_Texto da página_.
########

A ideologia política cultural

O termo “ideologia” nunca esteve tão em voga no Brasil como nos últimos meses — logo nos vem à mente algo ligado à política. Mas o que é a ideologia para a psicologia?

Demerval Bruzzi (CRP 01/21380)

17/01/2023 10h12

Foto: Benny Jackson/Divulgação

Série: a visão do recém-formado em psicologia

Amigo leitor, final de semestre é um período de muito trabalho para nós professores de Psicologia, mas é também uma época de muita reflexão com as apresentações de trabalhos de conclusão de curso dos alunos. Assim, como forma de incentivar o estudo de alguns discentes, resolvi lançar uma série de quatro a cinco ensaios aqui, com a visão destes formandos acerca de temas bem complexos e polêmicos na profissão. Como sempre a ideia é levar a você, leitor, a visão dentro da ciência da Psicologia, evitando ao máximo qualquer viés pessoal, político, ideológico etc.

########

_Dados fornecidos_.
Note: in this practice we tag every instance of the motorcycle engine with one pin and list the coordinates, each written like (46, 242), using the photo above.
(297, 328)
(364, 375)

########

_O que fazer_.
**a.** Segundo o texto sobre ideologia, quantos ensaios compõem a série que o autor resolveu lançar?
**b.** Estenda o texto sobre ideologia, prosseguindo a partir da última frase apresentada.

_Respostas abaixo_.
**a.** De quatro a cinco ensaios.

**b.**
Início esta série me baseando no trabalho da aluna Mariana Ximenes Guimarães Aleixo, recém-formada em psicologia pela Unieuro de Brasília, que assina comigo este ensaio e nos trouxe a reflexão a respeito dos “efeitos da guerra cultural ideológica sobre as relações humanas na atualidade” – o tema além de interessante tem muito a ver com outros aqui postados, como aquele onde abordamos as redes sociais ou o motivo de votarmos em quem votamos.

O assunto “ideologia” nunca esteve tão em voga no Brasil como nos últimos meses. Mas o que é a ideologia para a psicologia?

Segundo Martín-Baró (2012:18), a ideologia é como os pressupostos da vida cotidiana em cada grupo social, supostos triviais ou essenciais para os interesses do grupo dominante. O conceito de ideologia possui significativa importância na história da psicologia crítica latino-americana, sendo marcante nas perspectivas de importantes pesquisadoras, como por exemplo a brasileira Silvia Lane (1984a; 1984b; 1999).

Estuda-se muito na psicologia social a ideia de ideologia. Assim, cabe explicar ao leitor que a psicologia social estuda e defende que o ser humano modifica a sociedade, assim como é modificado por ela; e por isso, leva em consideração a herança histórica
em que ele foi submetido. É, em outras palavras, uma forte ligação entre a Psicologia e a Sociologia.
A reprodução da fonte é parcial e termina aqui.